*** Opening of Entries supplied ***
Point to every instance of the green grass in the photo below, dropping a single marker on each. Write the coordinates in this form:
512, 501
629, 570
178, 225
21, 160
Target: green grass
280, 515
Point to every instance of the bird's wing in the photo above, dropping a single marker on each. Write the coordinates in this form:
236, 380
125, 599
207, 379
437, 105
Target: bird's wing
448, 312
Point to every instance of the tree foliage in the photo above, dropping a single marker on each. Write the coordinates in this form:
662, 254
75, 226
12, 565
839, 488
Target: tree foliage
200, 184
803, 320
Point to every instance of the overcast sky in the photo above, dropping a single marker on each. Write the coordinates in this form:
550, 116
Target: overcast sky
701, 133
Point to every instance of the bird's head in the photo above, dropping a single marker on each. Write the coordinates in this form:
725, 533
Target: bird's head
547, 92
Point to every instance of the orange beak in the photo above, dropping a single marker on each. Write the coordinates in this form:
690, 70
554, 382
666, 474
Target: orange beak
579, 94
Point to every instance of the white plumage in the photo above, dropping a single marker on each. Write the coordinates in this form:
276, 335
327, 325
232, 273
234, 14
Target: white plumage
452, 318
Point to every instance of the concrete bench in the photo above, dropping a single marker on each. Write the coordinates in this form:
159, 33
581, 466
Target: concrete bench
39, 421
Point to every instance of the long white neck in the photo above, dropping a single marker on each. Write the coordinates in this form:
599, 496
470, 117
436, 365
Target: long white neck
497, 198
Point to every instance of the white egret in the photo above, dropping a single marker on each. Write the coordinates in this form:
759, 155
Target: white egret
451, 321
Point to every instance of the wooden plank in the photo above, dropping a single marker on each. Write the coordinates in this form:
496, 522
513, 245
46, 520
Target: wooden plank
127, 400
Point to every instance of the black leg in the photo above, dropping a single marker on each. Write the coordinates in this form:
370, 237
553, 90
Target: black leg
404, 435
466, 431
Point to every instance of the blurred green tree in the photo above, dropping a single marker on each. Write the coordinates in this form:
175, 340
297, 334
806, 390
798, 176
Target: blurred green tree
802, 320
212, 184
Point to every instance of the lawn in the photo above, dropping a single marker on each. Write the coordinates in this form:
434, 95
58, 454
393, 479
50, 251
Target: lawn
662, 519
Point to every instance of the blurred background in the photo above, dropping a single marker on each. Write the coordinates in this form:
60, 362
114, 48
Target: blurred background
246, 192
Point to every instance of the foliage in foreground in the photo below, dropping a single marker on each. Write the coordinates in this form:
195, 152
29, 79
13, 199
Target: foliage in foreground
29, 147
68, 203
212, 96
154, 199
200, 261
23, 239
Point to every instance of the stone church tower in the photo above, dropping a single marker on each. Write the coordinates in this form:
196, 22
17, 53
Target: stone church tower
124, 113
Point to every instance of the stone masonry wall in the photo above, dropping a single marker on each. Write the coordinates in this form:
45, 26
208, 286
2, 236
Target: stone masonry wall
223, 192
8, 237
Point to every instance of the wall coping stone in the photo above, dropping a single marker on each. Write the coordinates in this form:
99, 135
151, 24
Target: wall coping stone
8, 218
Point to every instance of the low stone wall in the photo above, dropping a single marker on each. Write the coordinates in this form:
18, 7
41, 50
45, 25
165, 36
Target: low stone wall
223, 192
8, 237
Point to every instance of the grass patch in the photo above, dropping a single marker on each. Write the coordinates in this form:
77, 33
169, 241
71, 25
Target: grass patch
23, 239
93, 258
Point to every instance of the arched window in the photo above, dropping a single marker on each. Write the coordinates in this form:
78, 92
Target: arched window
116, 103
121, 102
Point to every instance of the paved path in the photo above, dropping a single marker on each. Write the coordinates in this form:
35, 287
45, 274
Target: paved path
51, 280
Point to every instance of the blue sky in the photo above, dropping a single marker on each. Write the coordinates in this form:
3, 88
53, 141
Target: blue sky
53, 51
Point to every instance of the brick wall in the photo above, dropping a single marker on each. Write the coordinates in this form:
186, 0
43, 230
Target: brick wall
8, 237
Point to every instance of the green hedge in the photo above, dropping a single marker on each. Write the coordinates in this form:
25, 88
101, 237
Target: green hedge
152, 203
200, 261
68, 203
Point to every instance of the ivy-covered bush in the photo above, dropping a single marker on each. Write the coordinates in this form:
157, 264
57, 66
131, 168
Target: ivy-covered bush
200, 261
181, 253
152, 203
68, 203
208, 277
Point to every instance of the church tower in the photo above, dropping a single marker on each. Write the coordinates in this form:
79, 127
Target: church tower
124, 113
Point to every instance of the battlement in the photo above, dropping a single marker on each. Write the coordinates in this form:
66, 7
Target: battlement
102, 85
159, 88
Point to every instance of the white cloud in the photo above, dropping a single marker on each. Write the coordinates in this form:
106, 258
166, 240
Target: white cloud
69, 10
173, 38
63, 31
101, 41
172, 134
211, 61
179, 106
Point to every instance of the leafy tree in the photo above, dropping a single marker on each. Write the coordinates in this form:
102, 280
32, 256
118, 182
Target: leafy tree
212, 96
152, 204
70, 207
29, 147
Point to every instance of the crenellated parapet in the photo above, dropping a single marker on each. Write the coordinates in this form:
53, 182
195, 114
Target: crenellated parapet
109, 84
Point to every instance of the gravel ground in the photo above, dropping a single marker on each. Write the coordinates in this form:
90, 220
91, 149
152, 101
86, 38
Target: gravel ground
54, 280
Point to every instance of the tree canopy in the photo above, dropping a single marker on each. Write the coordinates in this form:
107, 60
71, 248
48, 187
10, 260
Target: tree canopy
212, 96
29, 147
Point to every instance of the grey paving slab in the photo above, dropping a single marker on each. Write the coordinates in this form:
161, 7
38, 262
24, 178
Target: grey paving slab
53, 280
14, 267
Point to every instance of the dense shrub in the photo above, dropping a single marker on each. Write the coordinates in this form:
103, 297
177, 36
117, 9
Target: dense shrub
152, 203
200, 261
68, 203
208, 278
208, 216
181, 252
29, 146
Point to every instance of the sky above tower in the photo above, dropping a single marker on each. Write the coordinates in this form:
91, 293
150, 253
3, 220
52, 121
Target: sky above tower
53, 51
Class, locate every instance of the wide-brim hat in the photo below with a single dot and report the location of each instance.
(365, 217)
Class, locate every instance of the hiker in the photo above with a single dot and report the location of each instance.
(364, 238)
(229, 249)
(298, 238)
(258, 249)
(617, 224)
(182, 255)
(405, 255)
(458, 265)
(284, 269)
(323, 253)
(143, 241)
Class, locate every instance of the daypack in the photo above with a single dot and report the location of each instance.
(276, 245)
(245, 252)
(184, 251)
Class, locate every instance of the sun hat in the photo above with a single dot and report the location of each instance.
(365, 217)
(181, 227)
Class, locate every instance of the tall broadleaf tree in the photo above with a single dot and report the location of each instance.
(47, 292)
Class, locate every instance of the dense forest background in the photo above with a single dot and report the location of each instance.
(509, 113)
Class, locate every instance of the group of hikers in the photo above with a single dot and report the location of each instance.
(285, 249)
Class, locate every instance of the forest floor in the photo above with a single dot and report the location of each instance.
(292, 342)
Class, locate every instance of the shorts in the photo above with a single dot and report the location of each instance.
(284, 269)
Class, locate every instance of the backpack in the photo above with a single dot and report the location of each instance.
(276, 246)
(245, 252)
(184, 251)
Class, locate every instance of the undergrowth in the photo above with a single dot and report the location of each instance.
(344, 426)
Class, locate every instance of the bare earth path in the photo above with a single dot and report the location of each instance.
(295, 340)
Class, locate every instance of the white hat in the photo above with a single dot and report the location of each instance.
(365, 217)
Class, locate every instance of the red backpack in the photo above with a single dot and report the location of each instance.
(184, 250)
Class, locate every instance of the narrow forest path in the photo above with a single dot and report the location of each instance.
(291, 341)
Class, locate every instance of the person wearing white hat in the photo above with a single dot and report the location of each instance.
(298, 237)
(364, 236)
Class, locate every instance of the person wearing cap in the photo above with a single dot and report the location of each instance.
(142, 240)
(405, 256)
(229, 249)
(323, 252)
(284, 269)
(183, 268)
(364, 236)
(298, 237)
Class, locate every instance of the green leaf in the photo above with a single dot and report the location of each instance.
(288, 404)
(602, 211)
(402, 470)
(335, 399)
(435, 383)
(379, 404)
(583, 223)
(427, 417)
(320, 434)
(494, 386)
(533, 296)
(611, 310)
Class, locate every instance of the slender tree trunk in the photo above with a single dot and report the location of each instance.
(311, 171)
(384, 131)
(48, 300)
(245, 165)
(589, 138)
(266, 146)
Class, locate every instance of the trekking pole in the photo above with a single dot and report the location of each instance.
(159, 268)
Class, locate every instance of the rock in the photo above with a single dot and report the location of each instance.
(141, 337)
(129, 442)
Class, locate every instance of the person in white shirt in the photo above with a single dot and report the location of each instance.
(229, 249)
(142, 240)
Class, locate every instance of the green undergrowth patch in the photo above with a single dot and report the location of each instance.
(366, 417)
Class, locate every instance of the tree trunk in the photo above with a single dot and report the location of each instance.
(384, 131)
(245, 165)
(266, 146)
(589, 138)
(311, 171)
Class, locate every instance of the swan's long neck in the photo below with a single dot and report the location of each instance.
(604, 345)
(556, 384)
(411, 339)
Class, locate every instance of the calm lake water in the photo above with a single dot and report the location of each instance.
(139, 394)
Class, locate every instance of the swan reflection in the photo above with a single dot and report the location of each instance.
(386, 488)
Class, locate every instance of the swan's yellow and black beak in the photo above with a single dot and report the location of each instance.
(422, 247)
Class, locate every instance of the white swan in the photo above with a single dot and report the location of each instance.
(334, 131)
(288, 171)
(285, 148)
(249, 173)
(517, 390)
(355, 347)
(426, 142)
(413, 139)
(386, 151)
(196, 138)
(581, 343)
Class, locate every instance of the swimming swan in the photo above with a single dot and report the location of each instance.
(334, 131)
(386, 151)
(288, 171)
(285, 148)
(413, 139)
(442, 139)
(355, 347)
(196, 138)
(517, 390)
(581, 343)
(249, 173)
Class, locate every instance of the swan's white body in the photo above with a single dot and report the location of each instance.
*** Close of Entries supplied ***
Work to be completed:
From the first line of the records above down to the line containing "Point to every instance of the bird's head", repeat each line exactly as written. Include both of those lines and add nothing.

Worked solution:
Point to every instance of the green grass in the photo below, dropping a single marker on each. Write the coordinates in this form:
512, 501
629, 570
178, 225
21, 160
Target: green grass
280, 515
Point to every instance of the bird's wing in the photo above, dropping a single marker on each. Write the coordinates in this form:
236, 380
125, 599
207, 379
437, 105
Target: bird's wing
448, 312
Point to every instance of the tree foliage in the photo above, dropping a single marker on each. Write the coordinates in this form:
662, 254
75, 226
12, 565
839, 488
Target: tree foliage
200, 184
803, 320
Point to every instance of the overcast sky in the photo above, dropping a single marker on each. Write the coordinates in this form:
550, 116
Target: overcast sky
701, 133
Point to every instance of the bird's head in the photo above, dropping a single marker on each. Write the coordinates in this form:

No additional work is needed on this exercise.